Task brief »
All lines at or after the one containing "Target: background aircraft tail", up to the last line of the material, must be repeated exactly, and no others.

------------------------------------------------------------------------

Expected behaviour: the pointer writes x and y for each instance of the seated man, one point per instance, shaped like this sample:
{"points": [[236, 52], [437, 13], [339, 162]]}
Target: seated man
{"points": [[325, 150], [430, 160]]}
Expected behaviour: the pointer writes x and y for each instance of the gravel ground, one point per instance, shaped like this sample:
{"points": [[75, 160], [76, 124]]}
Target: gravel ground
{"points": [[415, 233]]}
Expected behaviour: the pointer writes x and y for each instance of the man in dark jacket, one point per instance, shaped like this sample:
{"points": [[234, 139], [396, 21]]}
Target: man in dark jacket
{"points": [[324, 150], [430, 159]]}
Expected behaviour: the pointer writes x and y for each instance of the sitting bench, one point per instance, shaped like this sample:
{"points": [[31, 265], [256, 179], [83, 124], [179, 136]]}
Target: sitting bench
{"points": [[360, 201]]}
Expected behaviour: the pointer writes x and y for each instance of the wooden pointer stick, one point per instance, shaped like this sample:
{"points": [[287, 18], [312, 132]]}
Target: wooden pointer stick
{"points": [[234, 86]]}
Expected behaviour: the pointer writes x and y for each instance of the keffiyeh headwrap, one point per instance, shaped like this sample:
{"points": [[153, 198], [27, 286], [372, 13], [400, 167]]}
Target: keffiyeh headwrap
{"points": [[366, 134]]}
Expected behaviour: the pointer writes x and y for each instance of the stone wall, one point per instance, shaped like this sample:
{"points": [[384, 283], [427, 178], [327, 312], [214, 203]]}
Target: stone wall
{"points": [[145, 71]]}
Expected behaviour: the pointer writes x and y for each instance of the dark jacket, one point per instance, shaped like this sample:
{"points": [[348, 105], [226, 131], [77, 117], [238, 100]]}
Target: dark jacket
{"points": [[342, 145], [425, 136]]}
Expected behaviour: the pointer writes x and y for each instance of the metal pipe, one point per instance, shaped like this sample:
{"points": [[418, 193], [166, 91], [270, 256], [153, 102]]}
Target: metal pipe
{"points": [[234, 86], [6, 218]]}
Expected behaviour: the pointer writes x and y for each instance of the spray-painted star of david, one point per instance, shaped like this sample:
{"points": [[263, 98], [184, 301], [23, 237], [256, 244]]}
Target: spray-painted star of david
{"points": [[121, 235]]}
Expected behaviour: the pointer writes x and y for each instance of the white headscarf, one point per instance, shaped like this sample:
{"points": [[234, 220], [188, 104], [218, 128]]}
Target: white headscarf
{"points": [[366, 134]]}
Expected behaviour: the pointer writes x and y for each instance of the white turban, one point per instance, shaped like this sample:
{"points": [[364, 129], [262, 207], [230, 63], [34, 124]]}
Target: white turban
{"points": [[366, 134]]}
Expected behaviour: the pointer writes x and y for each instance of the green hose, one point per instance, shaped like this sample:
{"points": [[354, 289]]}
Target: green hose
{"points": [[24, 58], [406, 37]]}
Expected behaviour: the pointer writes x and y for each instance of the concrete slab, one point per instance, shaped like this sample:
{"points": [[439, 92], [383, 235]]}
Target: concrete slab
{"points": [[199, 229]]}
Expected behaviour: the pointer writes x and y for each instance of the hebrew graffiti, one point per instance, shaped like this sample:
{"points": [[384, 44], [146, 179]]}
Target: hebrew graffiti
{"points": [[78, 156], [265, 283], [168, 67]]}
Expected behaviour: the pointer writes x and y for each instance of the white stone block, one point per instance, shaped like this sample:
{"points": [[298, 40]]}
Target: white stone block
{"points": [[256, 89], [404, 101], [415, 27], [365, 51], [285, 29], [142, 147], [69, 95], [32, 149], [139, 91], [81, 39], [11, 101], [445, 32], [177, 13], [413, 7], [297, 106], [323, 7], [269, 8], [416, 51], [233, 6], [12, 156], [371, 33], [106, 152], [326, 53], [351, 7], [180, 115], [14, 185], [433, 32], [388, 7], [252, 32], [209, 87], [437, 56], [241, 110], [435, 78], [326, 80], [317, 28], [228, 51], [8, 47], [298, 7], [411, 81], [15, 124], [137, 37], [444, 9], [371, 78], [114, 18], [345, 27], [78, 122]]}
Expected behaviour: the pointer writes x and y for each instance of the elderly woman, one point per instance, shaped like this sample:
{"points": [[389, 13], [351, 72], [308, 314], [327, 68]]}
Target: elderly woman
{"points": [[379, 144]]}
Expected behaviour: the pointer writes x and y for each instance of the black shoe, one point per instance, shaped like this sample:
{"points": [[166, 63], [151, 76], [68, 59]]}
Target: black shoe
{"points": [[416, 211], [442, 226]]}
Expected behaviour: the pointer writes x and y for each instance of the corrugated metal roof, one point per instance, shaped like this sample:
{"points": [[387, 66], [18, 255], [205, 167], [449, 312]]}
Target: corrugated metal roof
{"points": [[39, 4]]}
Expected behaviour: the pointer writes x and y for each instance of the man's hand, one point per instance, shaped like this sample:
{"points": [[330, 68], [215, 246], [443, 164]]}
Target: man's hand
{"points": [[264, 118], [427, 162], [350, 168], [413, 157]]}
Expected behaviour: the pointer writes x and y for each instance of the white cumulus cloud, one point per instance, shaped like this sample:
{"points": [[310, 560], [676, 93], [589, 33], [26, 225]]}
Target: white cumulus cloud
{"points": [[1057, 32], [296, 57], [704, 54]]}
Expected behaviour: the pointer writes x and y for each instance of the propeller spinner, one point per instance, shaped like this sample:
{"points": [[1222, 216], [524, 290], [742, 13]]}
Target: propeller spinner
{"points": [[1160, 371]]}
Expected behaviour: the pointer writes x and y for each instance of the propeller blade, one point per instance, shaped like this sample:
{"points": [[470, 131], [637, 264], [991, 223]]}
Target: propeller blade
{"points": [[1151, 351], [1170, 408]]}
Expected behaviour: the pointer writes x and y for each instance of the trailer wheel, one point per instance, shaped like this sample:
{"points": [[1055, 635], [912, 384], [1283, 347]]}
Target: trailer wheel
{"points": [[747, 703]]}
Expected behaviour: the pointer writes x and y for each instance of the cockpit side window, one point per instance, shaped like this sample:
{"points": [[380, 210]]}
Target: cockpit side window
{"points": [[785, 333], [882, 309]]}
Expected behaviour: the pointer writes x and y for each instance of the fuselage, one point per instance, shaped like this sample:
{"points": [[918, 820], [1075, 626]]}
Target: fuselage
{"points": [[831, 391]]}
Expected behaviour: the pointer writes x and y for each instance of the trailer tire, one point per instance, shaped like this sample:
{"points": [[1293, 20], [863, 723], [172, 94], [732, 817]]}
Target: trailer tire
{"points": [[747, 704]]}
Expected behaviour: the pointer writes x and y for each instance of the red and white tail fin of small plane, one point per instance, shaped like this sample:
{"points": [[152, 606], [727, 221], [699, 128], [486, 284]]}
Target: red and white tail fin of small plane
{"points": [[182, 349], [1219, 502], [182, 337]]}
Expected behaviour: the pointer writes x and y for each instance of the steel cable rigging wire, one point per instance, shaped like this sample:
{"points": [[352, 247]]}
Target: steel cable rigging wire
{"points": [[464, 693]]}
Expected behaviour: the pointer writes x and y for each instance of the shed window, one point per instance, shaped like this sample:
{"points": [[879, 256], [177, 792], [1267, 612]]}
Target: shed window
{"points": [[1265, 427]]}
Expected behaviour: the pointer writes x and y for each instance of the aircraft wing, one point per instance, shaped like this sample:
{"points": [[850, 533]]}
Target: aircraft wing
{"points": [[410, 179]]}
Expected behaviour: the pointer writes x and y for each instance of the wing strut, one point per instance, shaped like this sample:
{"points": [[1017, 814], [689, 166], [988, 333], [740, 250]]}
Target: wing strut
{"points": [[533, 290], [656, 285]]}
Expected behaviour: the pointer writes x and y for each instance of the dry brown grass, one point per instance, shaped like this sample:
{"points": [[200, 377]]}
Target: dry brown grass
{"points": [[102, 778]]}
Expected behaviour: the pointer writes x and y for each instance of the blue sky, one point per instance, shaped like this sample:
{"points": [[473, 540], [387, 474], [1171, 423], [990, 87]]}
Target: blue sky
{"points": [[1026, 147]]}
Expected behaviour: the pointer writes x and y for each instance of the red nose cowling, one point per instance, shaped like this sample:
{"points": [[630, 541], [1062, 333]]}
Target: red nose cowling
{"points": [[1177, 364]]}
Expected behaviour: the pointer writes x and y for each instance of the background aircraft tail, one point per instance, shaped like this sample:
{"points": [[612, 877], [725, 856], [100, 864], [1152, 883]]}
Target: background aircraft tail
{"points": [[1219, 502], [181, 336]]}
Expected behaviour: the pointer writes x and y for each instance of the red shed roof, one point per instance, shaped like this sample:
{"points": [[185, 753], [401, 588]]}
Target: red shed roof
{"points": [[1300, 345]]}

------------------------------------------------------------------------

Finished task »
Target: background aircraft tail
{"points": [[1219, 502], [181, 336]]}
Expected behaviour: the pointer writes x and y for each instance of the red shed roof, one point per instance, shaped like this sample:
{"points": [[185, 753], [401, 588]]}
Target: red shed roof
{"points": [[1300, 345]]}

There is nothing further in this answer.